-- start of Given records --

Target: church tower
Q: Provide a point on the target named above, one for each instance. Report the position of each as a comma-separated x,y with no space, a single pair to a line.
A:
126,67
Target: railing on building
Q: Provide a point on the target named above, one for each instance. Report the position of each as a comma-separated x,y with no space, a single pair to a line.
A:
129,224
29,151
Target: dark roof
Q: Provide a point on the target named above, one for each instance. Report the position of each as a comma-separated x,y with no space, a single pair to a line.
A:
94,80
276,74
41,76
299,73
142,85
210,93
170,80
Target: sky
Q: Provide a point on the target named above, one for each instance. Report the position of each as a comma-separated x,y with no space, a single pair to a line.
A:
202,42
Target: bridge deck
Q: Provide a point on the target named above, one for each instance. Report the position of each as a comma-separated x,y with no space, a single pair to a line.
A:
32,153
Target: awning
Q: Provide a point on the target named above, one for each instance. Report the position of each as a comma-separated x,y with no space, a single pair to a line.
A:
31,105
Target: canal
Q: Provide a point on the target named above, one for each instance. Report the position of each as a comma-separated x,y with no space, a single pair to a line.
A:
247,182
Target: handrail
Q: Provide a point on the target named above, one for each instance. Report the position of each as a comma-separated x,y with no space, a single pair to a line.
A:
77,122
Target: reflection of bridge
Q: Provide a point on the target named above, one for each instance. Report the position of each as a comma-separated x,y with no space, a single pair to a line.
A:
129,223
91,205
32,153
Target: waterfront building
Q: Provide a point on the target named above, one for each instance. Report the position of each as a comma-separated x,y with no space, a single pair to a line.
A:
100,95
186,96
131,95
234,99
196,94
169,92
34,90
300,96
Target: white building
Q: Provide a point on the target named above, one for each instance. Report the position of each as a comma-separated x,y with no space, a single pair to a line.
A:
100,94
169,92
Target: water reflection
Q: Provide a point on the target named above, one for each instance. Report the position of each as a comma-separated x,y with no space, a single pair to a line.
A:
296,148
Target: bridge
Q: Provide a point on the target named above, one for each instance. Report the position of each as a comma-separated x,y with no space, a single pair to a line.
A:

-- end of Given records --

_Task directions:_ Please reproduce the items above word for word, from the line containing "Target: white building" through the final line of the items.

_Response for this exercise:_
Target: white building
Q: Provide a point on the target named above, one for each instance. Report the position of each as a comma-separated x,y with no space, a single pair to a line.
A:
100,94
169,92
Target: water reflection
Q: Provide a point on the target named above, one for each instance. Report the position of each as a comma-separated x,y with no space, a single pair to a line.
A:
296,148
Target: bridge
Q: Provide a point on the target named above, one for each instance. Report the position of each as a comma-separated x,y with no space, a single pair to a line.
A:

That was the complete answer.